Please give the part of the listing that opens with the line containing "pair like [14,86]." and runs through the end of the listing as a two-column CSV with the columns text and answer. Put each text and its answer on one row, with each value in a single quoted field and line breaks turned into spaces.

Photo-based point labeling data
+ + + + +
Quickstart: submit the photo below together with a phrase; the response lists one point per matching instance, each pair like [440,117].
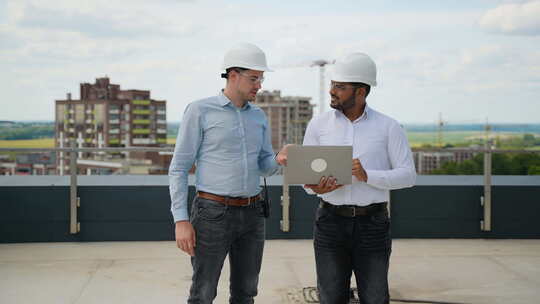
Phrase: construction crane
[321,63]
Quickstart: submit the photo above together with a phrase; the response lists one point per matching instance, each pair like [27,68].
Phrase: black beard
[345,105]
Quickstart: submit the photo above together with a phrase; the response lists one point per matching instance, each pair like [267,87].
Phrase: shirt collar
[224,100]
[364,115]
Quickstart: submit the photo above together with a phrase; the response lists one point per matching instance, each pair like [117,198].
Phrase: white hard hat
[247,56]
[355,67]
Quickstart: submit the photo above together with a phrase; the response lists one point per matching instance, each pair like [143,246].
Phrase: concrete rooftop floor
[443,270]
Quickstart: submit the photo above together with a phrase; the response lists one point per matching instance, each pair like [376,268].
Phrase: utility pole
[439,131]
[485,224]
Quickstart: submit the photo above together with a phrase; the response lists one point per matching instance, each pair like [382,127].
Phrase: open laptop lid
[307,164]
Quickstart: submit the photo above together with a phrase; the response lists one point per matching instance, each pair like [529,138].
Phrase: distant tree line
[502,164]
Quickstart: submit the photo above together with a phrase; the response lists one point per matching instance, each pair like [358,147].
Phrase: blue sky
[469,60]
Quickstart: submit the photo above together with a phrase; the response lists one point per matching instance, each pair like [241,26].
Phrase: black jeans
[222,230]
[361,244]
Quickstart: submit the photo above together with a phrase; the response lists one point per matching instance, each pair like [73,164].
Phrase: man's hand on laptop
[281,157]
[359,171]
[326,184]
[185,237]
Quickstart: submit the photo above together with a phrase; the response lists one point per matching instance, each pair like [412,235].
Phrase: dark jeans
[361,244]
[221,230]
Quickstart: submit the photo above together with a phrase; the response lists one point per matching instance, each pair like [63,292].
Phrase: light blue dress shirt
[230,147]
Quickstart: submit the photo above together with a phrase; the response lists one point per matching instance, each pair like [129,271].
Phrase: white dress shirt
[378,141]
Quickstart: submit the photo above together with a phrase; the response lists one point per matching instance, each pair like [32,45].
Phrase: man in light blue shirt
[228,140]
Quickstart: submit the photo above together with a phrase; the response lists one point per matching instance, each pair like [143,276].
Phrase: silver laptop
[307,164]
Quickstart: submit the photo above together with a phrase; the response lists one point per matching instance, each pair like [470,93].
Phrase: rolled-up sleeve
[267,161]
[187,146]
[310,139]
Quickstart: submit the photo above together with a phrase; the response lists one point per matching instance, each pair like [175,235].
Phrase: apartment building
[426,162]
[288,116]
[106,116]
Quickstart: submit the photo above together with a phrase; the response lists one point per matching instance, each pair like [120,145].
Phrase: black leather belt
[232,201]
[352,211]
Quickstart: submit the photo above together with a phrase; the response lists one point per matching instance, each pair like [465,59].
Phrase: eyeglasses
[340,86]
[253,79]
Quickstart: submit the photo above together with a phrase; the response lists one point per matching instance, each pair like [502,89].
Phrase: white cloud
[428,61]
[513,19]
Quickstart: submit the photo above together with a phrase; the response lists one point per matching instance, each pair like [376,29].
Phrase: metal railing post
[74,225]
[285,204]
[485,224]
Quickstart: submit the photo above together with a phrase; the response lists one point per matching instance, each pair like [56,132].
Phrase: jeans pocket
[322,214]
[211,211]
[380,218]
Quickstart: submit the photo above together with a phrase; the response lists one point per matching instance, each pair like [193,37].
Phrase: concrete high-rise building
[106,116]
[288,116]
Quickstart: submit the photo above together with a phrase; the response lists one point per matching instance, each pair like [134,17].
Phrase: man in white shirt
[352,228]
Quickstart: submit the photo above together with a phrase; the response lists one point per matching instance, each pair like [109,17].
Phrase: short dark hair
[227,71]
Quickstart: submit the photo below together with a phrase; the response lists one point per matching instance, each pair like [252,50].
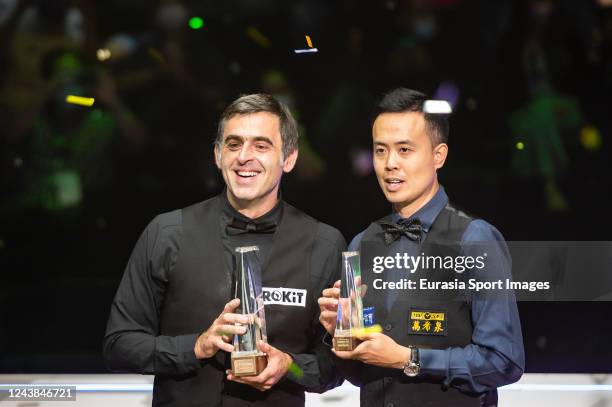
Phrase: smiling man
[173,314]
[436,349]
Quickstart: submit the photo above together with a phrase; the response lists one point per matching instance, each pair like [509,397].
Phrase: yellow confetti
[79,100]
[308,41]
[590,138]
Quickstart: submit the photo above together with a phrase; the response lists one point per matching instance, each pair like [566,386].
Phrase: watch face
[412,369]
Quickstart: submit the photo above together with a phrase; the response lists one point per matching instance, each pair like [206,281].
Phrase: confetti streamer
[437,107]
[308,41]
[303,51]
[79,100]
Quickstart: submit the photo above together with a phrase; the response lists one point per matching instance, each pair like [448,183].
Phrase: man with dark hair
[173,314]
[438,349]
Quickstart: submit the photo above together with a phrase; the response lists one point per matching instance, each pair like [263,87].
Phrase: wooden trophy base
[345,343]
[248,365]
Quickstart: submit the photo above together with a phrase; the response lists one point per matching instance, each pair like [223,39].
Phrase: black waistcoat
[391,387]
[199,287]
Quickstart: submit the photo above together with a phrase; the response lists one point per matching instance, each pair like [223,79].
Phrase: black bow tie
[239,227]
[411,228]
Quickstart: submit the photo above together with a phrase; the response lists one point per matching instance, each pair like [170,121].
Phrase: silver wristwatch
[413,365]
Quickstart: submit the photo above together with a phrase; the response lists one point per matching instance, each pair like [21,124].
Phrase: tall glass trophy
[247,358]
[350,308]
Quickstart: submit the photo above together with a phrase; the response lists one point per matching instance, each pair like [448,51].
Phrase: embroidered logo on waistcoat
[284,296]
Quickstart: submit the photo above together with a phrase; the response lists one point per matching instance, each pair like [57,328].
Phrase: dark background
[79,184]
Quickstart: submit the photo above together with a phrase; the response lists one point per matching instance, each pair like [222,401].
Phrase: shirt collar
[428,213]
[228,212]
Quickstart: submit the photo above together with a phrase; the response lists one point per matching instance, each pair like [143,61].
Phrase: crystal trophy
[247,359]
[350,308]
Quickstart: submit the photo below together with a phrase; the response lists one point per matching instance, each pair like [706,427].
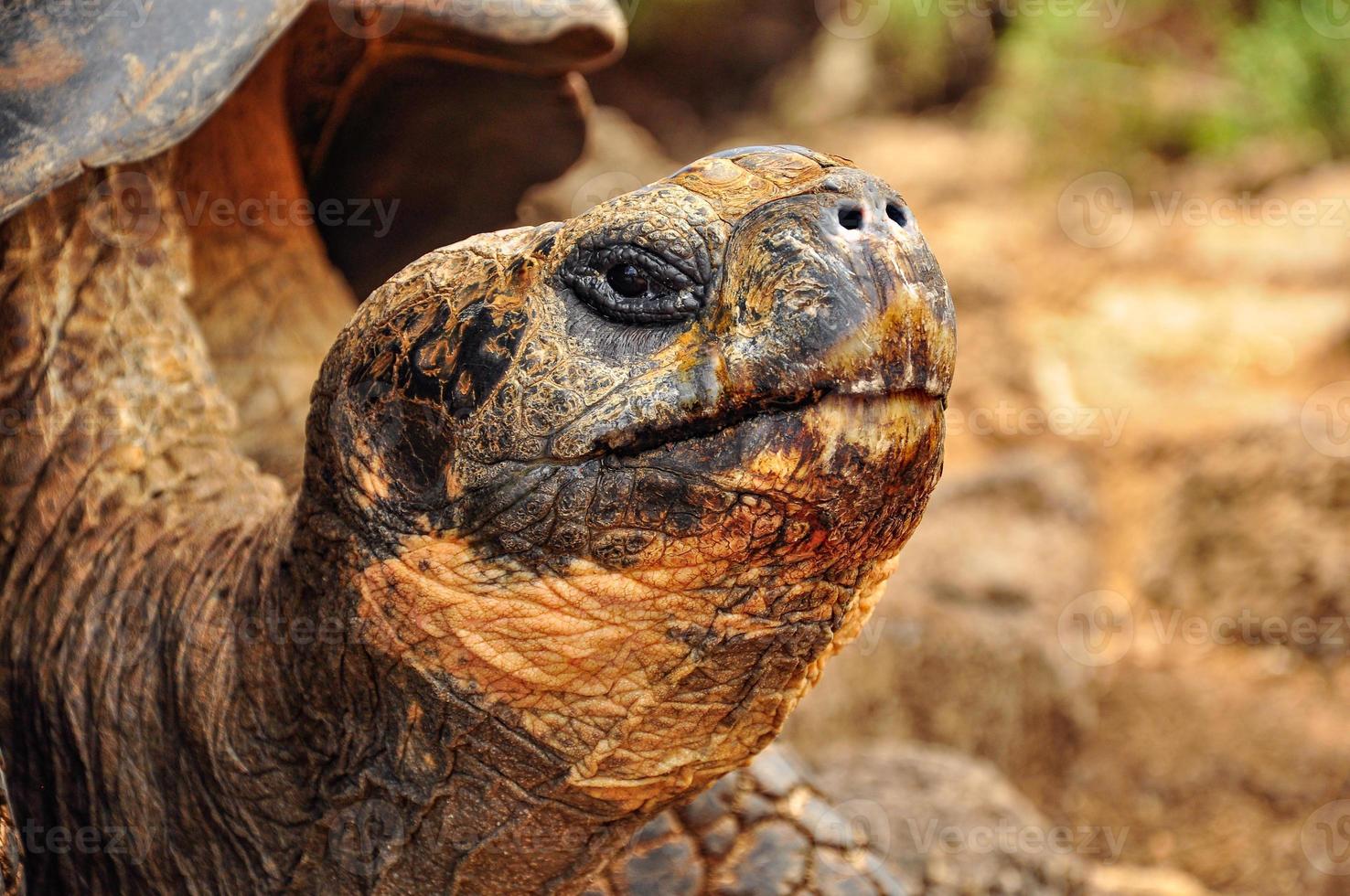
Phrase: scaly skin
[561,558]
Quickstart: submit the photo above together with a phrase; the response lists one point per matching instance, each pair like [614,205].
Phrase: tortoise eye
[627,280]
[632,285]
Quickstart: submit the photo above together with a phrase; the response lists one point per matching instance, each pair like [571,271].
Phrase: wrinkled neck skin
[184,702]
[212,687]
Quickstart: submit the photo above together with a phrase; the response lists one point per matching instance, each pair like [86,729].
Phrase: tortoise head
[631,478]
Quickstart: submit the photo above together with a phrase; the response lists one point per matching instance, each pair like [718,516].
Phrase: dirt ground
[1123,621]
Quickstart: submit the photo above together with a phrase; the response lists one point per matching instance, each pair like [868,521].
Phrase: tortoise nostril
[851,218]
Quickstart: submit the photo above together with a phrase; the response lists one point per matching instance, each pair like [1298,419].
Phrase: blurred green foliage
[1177,80]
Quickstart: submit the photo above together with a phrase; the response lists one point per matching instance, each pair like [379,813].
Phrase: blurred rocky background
[1114,658]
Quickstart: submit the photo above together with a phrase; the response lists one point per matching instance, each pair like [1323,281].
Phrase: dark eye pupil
[627,280]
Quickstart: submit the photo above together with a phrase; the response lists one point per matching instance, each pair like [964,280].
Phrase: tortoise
[714,471]
[277,108]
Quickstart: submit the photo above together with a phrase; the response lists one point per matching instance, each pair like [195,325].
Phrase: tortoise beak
[834,292]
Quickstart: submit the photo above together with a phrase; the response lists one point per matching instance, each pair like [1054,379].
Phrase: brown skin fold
[566,550]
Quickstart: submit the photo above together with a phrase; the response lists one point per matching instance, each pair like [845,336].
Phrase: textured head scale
[631,478]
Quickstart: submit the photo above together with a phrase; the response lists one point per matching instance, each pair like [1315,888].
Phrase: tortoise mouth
[633,442]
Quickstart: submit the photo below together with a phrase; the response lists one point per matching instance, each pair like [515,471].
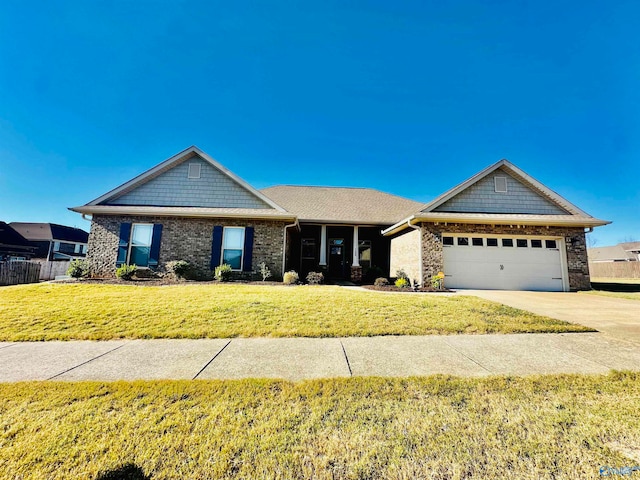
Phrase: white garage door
[503,263]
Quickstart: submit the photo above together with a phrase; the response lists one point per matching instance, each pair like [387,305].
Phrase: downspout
[420,249]
[284,244]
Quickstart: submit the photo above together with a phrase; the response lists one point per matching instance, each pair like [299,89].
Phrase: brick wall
[182,239]
[575,243]
[405,255]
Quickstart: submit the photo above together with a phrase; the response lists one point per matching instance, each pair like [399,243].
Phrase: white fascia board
[175,159]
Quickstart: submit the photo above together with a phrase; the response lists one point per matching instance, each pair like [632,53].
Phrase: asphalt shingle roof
[341,204]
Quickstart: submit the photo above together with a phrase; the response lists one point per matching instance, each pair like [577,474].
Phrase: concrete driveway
[615,317]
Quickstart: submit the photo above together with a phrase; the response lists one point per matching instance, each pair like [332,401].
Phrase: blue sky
[407,97]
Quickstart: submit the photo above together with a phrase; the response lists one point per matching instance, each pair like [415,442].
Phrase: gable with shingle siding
[173,188]
[481,197]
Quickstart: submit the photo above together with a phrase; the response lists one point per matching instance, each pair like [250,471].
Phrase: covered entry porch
[341,252]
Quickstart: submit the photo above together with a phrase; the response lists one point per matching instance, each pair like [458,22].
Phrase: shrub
[381,282]
[401,274]
[78,268]
[223,272]
[290,278]
[264,271]
[126,272]
[315,278]
[181,269]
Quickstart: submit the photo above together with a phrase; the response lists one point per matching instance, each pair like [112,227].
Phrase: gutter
[284,243]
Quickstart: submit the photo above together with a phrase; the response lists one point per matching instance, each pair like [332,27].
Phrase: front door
[336,257]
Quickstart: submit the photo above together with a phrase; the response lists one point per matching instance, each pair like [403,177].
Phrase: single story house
[13,246]
[501,229]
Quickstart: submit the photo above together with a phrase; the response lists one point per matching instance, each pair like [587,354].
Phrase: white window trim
[133,225]
[244,232]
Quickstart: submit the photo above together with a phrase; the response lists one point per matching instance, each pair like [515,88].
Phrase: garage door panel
[503,268]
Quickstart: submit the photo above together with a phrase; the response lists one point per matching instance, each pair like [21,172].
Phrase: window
[140,245]
[232,247]
[194,170]
[500,184]
[364,253]
[309,249]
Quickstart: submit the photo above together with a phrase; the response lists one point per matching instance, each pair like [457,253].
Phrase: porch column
[323,246]
[356,252]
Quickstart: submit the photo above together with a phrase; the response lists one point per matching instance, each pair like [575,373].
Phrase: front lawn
[627,295]
[547,427]
[100,312]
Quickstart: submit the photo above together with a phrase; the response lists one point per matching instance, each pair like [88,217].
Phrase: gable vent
[194,170]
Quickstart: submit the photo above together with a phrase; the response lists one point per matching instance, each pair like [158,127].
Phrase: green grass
[100,312]
[547,427]
[627,295]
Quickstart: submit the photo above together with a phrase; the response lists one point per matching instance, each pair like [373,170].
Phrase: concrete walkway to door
[615,317]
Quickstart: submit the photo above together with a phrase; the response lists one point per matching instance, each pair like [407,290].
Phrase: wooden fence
[614,269]
[13,273]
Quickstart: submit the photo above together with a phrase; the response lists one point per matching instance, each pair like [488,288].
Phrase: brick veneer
[575,242]
[182,239]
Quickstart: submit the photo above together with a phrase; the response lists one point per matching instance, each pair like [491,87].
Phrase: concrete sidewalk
[308,358]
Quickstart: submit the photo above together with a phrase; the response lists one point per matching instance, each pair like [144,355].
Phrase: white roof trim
[556,198]
[139,180]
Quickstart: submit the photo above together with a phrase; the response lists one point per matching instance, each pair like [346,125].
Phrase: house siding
[575,245]
[481,197]
[183,239]
[173,188]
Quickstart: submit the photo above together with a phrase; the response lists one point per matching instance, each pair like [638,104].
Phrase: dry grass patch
[547,427]
[100,312]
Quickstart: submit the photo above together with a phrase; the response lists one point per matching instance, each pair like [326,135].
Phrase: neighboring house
[13,246]
[622,252]
[54,242]
[500,229]
[55,246]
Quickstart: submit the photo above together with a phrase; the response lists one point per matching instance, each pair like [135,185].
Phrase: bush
[126,272]
[381,282]
[401,274]
[315,278]
[223,272]
[181,269]
[290,278]
[78,268]
[264,271]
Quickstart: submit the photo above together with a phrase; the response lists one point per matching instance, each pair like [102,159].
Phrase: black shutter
[123,244]
[154,254]
[248,249]
[216,246]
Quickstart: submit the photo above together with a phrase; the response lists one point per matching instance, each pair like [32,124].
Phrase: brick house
[500,229]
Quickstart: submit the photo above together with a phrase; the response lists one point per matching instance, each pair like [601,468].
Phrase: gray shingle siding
[173,189]
[481,197]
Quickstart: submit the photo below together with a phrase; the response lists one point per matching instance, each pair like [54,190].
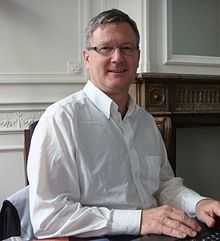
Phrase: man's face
[112,73]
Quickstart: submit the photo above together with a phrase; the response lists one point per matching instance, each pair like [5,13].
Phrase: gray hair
[110,16]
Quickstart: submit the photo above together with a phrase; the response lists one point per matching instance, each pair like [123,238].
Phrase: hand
[207,210]
[169,221]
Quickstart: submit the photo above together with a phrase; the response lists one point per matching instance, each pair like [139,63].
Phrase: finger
[180,216]
[181,227]
[208,219]
[166,230]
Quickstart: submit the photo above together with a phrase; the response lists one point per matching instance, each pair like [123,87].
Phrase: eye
[105,49]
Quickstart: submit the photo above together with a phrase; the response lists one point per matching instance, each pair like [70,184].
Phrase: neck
[122,102]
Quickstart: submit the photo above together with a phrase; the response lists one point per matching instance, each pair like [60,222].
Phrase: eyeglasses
[109,50]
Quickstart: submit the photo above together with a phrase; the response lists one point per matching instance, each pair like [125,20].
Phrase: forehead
[115,33]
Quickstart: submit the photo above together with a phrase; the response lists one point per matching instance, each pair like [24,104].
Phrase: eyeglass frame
[112,49]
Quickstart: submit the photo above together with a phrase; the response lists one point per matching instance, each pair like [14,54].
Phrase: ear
[86,57]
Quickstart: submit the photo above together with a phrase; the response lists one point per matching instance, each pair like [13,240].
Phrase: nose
[117,55]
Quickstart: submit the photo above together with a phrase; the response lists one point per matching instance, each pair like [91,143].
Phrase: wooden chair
[27,141]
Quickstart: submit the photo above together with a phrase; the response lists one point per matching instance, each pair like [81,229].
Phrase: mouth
[117,71]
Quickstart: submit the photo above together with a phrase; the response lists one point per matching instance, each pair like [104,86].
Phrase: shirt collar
[99,98]
[103,102]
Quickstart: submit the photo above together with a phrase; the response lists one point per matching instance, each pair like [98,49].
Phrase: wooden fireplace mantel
[182,100]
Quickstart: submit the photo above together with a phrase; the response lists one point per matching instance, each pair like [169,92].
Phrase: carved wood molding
[17,120]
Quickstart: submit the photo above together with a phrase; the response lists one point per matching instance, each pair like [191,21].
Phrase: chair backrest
[27,142]
[164,124]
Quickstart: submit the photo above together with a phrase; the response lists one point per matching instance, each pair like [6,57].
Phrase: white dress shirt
[91,172]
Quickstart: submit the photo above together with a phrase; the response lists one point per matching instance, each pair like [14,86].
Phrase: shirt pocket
[150,173]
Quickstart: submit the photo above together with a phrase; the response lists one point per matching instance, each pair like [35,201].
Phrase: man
[97,164]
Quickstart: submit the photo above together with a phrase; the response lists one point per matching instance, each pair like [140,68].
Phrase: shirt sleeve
[55,207]
[172,191]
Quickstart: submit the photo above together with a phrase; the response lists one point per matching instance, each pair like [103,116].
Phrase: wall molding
[169,58]
[12,148]
[17,120]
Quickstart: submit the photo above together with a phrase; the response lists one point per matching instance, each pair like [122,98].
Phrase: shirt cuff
[190,199]
[126,222]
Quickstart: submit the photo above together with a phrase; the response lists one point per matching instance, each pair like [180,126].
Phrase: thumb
[207,218]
+ + + + +
» Answer to the problem
text,answer
"Quickstart: submit the photo above together with a phrase; the response lists one point per matching instance, each pair like [14,86]. Phrase: shirt pocket","[150,173]"
"Quickstart: submit the photo above together with a phrase; the response lists one point per matching instance, each pair like [35,201]. Phrase: man","[97,164]"
"Quickstart: submit the photo above together with a phrase; the response lists one point per matching instance, each pair like [140,68]. Phrase: shirt sleeve","[55,207] [172,191]"
"Quickstart: submit the photo above together with a phrase; the response lists one point per matching instance, each pair like [103,116]. Phrase: wall molding","[169,58] [12,148] [17,120]"
"Quickstart: submit the photo above together with a phrase; the response lists one point per matching instance, each pair like [122,98]. Phrase: shirt cuff","[190,199] [126,222]"
"Quickstart: submit the photo above together with a phrase; the response lists one point per matching instance, each pair like [180,126]. Phrase: thumb","[207,218]"